__DATASET RECORDS__:

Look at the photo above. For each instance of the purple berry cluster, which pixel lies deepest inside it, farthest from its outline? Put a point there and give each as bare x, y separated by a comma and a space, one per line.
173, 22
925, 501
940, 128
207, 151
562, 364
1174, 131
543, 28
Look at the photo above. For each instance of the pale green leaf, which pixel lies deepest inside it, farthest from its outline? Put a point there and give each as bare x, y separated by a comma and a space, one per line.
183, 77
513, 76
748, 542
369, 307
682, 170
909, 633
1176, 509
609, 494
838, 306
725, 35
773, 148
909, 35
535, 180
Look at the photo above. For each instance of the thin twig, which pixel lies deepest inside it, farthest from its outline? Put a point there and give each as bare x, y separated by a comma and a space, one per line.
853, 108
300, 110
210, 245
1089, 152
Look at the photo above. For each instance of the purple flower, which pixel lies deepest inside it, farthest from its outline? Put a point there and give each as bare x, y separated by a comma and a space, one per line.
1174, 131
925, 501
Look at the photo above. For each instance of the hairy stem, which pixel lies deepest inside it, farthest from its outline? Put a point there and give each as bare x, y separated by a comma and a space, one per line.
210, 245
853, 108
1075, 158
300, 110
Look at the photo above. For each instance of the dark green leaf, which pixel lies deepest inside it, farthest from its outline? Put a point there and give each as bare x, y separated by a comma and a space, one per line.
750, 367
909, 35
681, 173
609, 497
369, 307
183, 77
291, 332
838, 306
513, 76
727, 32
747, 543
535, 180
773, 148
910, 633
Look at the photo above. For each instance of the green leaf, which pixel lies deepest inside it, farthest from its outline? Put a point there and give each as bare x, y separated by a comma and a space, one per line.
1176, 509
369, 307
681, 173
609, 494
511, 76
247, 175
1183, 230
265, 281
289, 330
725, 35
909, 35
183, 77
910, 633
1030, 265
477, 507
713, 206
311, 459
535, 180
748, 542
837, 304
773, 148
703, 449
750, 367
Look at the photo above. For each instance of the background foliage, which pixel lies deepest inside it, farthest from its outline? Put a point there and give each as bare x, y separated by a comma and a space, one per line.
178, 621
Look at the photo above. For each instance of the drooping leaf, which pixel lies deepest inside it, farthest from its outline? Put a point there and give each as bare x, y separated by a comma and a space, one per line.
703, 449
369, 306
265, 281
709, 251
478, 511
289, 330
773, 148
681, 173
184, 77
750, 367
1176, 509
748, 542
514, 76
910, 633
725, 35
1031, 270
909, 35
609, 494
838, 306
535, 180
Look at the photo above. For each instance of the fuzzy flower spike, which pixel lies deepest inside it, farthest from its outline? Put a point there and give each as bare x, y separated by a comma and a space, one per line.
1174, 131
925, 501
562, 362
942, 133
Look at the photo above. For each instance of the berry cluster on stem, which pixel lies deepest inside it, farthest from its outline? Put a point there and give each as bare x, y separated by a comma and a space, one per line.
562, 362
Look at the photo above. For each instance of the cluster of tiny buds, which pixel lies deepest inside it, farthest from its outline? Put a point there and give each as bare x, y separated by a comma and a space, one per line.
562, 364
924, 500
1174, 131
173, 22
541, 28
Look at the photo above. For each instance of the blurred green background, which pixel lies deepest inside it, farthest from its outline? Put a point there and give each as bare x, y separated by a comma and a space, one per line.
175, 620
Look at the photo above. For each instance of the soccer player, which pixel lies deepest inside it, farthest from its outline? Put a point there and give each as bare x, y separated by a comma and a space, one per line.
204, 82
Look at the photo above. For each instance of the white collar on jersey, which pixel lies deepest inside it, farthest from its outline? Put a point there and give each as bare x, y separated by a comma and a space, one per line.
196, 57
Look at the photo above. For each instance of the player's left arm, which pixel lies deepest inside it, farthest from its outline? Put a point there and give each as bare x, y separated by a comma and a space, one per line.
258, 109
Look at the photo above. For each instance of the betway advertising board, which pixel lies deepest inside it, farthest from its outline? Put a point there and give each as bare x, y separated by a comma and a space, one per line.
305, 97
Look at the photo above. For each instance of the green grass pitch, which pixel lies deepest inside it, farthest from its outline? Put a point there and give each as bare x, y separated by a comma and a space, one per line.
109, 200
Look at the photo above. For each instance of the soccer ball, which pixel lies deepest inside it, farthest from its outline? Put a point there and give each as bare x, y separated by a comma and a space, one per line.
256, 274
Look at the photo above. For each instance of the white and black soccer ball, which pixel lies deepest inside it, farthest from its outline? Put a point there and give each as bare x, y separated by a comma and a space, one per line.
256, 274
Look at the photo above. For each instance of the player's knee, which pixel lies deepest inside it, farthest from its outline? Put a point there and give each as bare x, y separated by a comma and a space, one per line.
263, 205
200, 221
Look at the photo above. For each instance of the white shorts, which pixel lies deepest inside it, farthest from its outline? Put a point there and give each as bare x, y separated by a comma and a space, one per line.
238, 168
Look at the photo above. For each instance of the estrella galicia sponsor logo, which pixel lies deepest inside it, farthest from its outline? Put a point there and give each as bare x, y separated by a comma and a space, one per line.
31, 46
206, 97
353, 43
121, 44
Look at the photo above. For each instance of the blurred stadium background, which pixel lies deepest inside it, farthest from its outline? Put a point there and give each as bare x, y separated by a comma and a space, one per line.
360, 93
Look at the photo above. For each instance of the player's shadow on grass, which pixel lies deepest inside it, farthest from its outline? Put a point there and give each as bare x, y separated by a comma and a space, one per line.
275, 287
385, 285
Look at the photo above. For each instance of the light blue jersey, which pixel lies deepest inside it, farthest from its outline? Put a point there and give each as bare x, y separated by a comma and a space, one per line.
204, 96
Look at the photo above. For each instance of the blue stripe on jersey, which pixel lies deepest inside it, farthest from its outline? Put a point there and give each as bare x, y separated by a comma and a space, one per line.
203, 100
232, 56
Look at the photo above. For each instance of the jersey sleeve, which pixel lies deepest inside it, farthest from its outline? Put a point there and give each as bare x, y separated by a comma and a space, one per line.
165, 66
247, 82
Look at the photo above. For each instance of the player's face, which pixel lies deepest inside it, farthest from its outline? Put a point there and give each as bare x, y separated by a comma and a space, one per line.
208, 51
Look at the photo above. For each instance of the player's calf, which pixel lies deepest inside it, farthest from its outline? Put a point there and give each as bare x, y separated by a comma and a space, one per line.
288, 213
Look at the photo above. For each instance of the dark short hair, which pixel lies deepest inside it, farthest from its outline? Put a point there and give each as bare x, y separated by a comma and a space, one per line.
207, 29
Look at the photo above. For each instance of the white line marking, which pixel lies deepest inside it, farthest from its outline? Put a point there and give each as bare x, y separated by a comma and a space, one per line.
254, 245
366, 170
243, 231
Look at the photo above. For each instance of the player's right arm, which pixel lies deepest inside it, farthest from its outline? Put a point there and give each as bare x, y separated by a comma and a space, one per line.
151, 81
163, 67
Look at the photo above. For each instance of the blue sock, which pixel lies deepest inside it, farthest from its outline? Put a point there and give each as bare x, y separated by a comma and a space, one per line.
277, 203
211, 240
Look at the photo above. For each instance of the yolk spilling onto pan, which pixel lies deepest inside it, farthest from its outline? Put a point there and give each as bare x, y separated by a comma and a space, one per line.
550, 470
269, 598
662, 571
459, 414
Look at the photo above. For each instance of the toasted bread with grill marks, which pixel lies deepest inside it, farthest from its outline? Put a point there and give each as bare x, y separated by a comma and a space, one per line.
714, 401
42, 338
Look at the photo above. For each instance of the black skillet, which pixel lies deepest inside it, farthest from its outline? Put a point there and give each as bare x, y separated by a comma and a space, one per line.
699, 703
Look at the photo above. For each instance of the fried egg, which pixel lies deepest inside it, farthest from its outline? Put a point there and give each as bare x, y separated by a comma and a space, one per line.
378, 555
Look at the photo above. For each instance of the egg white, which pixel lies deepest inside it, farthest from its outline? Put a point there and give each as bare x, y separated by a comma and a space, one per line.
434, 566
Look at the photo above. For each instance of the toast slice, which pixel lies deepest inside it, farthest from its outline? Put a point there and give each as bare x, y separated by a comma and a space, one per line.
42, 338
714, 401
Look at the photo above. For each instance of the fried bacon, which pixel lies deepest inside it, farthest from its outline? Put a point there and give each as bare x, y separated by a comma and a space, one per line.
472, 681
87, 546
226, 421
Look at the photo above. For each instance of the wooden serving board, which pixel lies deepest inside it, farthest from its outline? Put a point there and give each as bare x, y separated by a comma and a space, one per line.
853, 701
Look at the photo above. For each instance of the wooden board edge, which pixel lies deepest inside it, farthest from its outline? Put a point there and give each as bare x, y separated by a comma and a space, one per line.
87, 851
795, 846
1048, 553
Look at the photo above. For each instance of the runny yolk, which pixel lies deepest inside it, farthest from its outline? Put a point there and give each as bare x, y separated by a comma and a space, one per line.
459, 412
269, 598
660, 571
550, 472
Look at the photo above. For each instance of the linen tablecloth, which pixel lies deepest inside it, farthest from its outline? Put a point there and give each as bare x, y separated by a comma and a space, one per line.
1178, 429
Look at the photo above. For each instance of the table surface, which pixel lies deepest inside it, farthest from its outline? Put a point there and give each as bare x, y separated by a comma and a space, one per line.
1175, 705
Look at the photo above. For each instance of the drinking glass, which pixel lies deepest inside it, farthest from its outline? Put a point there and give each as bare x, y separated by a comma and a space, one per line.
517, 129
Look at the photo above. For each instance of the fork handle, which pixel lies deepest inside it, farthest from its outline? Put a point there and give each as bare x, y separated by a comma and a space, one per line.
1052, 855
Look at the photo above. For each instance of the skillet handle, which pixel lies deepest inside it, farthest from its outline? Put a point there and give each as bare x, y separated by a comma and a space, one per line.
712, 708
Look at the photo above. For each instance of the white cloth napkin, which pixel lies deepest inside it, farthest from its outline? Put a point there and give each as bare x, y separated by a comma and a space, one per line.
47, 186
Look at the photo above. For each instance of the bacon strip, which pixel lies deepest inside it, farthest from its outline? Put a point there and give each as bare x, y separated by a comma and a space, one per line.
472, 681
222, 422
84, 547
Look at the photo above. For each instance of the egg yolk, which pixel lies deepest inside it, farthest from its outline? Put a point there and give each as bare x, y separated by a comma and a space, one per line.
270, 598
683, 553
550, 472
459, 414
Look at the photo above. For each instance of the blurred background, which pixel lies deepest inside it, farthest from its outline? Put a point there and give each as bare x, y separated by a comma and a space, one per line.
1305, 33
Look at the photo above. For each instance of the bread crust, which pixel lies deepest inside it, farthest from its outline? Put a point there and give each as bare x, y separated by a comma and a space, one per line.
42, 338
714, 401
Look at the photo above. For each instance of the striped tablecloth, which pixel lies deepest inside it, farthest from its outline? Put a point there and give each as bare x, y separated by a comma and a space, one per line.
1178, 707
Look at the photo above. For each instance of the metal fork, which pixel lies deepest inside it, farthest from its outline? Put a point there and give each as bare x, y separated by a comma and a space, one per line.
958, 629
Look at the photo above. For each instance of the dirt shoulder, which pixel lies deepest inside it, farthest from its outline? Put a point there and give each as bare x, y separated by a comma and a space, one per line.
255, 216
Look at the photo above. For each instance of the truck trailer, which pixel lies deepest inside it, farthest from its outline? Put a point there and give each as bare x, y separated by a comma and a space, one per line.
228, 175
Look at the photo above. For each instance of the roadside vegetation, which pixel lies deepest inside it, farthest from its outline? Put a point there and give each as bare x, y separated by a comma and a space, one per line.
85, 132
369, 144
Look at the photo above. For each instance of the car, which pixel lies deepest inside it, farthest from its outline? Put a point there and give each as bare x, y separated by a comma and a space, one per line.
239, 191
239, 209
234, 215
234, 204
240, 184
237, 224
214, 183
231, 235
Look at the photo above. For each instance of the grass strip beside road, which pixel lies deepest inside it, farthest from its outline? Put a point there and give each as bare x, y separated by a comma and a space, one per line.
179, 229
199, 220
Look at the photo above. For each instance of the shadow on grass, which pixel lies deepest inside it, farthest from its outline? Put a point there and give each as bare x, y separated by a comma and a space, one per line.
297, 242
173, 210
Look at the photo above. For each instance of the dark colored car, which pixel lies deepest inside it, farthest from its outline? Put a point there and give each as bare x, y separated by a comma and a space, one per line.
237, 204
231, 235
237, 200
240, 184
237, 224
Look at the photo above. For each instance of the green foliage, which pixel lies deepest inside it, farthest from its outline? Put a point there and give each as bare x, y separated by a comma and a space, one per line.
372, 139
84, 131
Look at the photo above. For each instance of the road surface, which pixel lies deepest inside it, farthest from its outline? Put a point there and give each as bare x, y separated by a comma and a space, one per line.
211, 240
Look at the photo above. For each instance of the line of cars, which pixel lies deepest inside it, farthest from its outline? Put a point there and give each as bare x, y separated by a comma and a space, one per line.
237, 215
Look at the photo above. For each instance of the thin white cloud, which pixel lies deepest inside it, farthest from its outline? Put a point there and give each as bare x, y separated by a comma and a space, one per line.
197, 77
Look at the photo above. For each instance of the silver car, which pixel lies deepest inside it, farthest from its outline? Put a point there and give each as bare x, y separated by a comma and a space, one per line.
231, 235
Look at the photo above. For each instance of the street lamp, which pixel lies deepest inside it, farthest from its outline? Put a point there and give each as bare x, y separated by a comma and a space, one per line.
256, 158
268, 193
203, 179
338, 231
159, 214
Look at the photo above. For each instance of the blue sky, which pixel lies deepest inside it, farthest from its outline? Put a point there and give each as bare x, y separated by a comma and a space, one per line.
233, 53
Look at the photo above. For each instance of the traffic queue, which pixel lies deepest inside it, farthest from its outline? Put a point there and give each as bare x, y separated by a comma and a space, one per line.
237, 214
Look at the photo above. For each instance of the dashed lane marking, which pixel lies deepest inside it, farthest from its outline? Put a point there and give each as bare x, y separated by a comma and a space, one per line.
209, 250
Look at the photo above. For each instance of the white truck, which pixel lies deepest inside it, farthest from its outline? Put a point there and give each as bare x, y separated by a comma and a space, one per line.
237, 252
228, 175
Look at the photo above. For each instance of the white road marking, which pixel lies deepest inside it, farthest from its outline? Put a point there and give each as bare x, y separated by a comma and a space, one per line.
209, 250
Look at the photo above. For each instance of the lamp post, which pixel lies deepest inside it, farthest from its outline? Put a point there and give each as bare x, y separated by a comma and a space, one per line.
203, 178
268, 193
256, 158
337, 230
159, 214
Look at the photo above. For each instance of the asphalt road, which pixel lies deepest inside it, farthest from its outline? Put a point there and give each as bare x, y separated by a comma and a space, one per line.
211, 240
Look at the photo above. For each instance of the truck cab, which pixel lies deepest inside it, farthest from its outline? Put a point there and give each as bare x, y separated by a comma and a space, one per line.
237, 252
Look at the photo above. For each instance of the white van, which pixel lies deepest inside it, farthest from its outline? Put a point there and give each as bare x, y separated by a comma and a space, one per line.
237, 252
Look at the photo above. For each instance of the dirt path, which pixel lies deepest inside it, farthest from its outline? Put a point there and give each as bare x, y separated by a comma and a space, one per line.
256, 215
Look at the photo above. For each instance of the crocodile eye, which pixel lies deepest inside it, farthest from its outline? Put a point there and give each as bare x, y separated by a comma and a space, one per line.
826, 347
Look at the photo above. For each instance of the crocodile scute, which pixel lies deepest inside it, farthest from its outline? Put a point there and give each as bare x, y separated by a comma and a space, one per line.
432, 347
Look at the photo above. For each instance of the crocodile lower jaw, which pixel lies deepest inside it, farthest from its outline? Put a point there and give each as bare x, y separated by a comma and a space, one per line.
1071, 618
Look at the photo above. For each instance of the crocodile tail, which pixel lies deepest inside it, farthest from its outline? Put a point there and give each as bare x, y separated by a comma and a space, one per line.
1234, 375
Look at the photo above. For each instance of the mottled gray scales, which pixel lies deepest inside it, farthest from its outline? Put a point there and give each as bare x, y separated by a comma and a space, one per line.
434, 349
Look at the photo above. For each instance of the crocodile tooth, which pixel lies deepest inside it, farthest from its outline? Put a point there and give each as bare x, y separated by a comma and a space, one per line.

__PROBLEM TO WORK ON__:
Begin with the line containing "crocodile eye, which" and repeat each line exactly until the records above end.

__FINAL RESULT__:
Look at the photo above. For each instance of the crocodile eye, which pixel lies deepest inside it, farthest from its outline? Put a point there and give each as bare x, y separated by a comma and a space, one per line.
826, 347
Look at the photo above. For each instance of the crocodile scute, which pixel lies deepest inside it, farthest from its outline? Put a point there and give each as bare x, y separated by a comma and a space, one per line.
432, 347
Look at the photo above. For each instance of the crocodile lower jaw, which pixel lies deepest inside it, farthest from its outline? Put a point there and give each as bare x, y separated by a comma and a space, one per line.
1071, 618
Look at the photo above. For each instance of the crocodile tail, which pixel lies deepest inside it, farthest from its outline? Put a point there and give each as bare x, y separated by a comma and a space, one per line.
1234, 375
Look at the photo above. For each instance of the mottled gray scales, which pixel lies deepest inside it, farthest from its outline? Put a point there and give each as bare x, y separated by a comma and a space, one per line.
434, 349
Look at the photo above. For each instance of the crocodile tooth, which pixel lies deepest inside it, farthest from its outline? Put a point there and give each as bare x, y separated by a comma and a space, one per line.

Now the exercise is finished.